Discussion of Findings
Age of Teachers
The 17 study respondents comprised a majority of 41% relatively young teachers aged 31 to 40 years and 35% 51-year-olds or above. This shows the six schools have enough relatively older teachers to serve as role models for the younger Visual Arts teachers and their students. Figure 1 depicts the presence of adequate numbers (65%) of 31- to 50-year-old adult figures to serve as academic role models for the pupils.

Age of teacher respondents.
Teachers’ Education
All 17 participating teachers have university education: Nine (or 52.9%) hold bachelor’s degrees in the relevant subjects with two having additional postgraduate diplomas; six (representing 35.3%) hold master’s degrees. By Ghana Education Service (GES) standards, all 17 teachers have the basic qualification required for teaching in high schools, which is a bachelor’s degree (Asihene, 2009; Owusu-Afriyie, 2009). In principle, the sampled schools have adequately qualified teachers to ensure good teaching and learning of Visual Arts, but how qualifications ensure effective teaching, however, lies outside the objectives of this study.
By location, Table 1 shows that four (or 66.6%) of the six urban teachers and two (40%) of the five peri-urban teachers have master’s degrees while five (83.3%) of the six teachers in the rural areas have bachelor’s degree only. The urban schools therefore have better qualified teachers with higher degrees than the peri-urban and rural schools whose highest qualification is the postgraduate diploma.
Teachers’ Education and Qualifications.
Source. Fieldwork (2009).
Table 1 supports the assertion that urban schools have more highly qualified teachers than peri-urban and rural schools. They are more likely to ensure effective teaching that motivates their students to learn and do well than their colleagues in the rural and peri-urban schools. Whether urban school students experience better teaching than their peers in the peri-urban and rural schools is another researchable issue.
Teachers’ Work Experience
The resource situation in an educational institution is a major determinant of secondary school performance (Adedeji & Owoeye, 2002). Table 2 shows that most of the teacher respondents have classroom teaching experience ranging from less than 3 years up to 20 or more years; a significant 70% of them have more than 10 years’ teaching experience.
Location and Teachers’ Work Experience.
Source. Fieldwork (2009).
The number of teachers aged above 51 years (35% of 17 respondents in Figure 1) is significant in terms of length of classroom teaching experience acquired, but the worry is that this group of teachers would soon retire from active teaching service, leaving another large population (65%) of 40- to 59-year-old teachers if GES does not post any younger teachers to the schools in the subsequent years. It is not clear whether teaching experience translates into effective teaching.

::::::::::

Rewrite the discussion of findings starting with "Discussion of Findings" and going on through "of teacher respondents.", with "role models" changed to "mentors".

• _INFORMATION PROVIDED_:
::::::::::

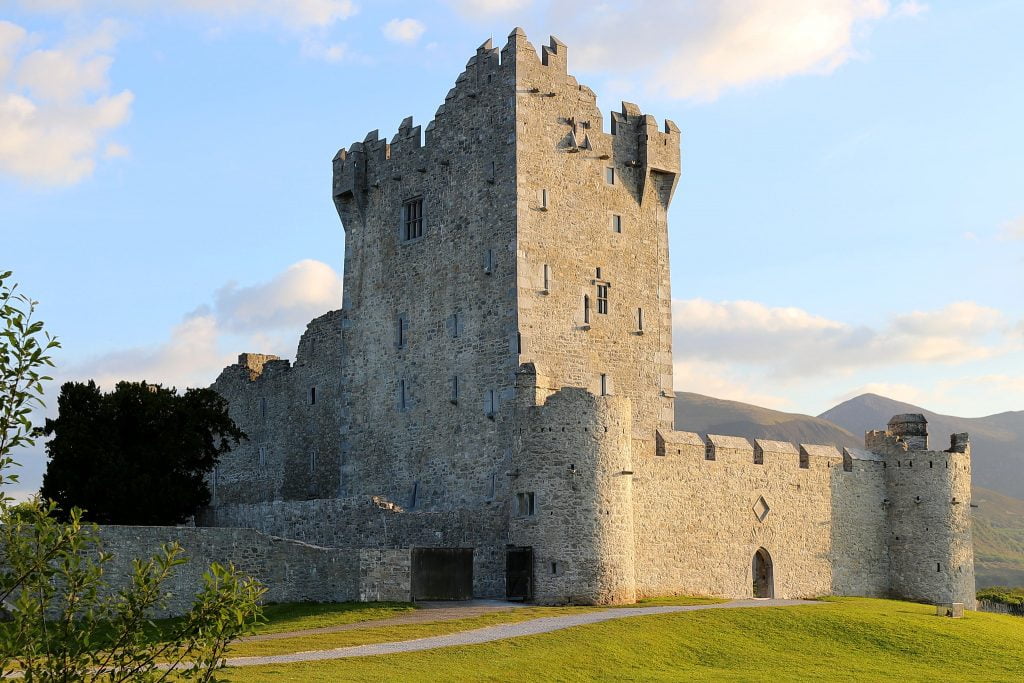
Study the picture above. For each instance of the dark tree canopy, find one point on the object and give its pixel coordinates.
(136, 455)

::::::::::

• _THE SOLUTION_:
Discussion of Findings
Age of Teachers
The 17 study respondents comprised a majority of 41% relatively young teachers aged 31 to 40 years and 35% 51-year-olds or above. This shows the six schools have enough relatively older teachers to serve as mentors for the younger Visual Arts teachers and their students. Figure 1 depicts the presence of adequate numbers (65%) of 31- to 50-year-old adult figures to serve as academic mentors for the pupils.

Age of teacher respondents.